→ **What the task requires**: Copy out all lines bearing the word "bare" from the listing below.

→ **Listed entries**:

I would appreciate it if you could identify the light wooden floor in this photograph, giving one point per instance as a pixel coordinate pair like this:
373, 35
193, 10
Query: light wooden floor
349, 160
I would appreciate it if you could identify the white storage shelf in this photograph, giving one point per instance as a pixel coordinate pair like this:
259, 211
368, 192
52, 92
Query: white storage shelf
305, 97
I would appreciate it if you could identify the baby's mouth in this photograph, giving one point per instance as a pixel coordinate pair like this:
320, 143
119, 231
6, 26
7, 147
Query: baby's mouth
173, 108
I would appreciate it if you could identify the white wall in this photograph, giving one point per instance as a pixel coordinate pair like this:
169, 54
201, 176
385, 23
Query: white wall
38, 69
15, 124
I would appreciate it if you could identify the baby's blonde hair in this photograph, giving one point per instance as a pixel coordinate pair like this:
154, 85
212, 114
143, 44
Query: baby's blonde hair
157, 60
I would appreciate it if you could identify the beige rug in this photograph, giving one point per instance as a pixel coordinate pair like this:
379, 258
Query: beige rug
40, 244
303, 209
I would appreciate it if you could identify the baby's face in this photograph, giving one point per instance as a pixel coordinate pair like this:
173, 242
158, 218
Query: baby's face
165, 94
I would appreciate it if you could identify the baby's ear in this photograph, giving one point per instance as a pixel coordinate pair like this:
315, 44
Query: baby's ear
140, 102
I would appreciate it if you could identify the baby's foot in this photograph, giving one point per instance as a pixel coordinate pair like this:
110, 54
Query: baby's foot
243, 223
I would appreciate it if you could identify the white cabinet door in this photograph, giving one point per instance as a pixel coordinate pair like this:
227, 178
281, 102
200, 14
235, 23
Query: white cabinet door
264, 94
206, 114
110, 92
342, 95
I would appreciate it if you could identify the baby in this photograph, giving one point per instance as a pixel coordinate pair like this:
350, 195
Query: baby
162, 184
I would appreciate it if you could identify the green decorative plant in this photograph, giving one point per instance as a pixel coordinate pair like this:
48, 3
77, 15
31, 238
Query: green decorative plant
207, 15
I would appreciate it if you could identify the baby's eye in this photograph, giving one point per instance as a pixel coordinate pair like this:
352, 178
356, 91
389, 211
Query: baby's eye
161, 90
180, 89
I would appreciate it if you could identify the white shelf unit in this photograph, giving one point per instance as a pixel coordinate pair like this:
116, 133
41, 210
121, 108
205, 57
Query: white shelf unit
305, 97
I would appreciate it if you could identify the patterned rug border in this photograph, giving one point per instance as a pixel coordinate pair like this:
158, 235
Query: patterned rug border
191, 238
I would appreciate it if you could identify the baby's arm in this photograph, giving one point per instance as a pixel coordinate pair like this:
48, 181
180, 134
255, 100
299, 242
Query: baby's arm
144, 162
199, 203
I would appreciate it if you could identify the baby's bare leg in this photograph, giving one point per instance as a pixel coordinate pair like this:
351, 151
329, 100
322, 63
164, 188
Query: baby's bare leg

→ **Answer below**:
I would appreciate it if you could identify the baby's bare leg in this photograph, giving one point per instance as a pixel coordinate pair like this:
Query: baby's bare leg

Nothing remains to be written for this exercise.